Work instructions
Gather every line in the material below that contains the string "street". Treat uppercase and lowercase letters as different.

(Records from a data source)
★ ★ ★ ★ ★
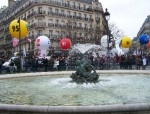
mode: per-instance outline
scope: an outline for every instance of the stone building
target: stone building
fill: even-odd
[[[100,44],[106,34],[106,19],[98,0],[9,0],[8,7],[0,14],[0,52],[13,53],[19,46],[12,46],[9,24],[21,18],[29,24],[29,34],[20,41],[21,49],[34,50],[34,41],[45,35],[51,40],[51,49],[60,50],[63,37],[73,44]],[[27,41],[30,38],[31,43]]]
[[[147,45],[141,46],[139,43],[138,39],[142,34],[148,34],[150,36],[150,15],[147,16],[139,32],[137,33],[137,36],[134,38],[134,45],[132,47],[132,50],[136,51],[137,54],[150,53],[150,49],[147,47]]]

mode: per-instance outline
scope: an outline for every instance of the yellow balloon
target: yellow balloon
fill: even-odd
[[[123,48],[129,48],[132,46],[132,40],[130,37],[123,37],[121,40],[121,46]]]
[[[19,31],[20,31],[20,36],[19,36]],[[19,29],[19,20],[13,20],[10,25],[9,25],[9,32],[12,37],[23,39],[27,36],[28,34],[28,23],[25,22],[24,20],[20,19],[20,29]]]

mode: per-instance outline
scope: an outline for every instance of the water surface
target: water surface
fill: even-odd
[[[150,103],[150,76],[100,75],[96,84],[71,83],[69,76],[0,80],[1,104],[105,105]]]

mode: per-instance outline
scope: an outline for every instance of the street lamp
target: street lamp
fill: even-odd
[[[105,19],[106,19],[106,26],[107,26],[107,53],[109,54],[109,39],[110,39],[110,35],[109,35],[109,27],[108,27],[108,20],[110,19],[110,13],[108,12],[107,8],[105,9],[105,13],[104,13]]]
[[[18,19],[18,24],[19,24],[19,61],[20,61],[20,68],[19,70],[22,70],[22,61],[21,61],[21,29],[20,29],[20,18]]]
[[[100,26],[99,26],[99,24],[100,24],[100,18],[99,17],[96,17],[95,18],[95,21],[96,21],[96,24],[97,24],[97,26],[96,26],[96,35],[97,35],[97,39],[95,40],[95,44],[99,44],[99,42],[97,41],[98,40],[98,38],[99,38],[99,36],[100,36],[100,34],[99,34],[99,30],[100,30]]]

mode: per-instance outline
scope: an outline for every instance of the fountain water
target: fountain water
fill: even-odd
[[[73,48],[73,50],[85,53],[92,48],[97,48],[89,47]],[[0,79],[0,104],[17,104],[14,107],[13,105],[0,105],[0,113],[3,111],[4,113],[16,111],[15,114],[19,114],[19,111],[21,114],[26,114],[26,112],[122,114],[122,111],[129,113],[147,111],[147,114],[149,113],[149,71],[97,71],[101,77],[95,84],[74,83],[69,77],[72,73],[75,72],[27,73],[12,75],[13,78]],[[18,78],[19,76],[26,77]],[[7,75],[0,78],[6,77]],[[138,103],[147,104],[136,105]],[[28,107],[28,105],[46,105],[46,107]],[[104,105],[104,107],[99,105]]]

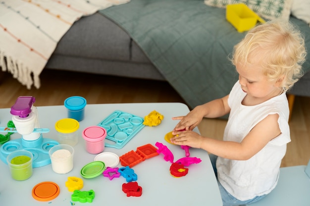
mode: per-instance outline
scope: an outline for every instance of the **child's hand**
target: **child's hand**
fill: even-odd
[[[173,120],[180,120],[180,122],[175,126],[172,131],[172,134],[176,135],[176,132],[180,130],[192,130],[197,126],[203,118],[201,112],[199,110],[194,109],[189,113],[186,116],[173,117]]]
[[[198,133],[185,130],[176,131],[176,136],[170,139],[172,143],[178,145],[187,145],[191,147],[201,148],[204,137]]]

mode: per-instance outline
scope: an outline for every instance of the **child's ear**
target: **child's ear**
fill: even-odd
★ ★ ★ ★ ★
Result of the task
scope: an outline for every instance of the street lamp
target: street lamp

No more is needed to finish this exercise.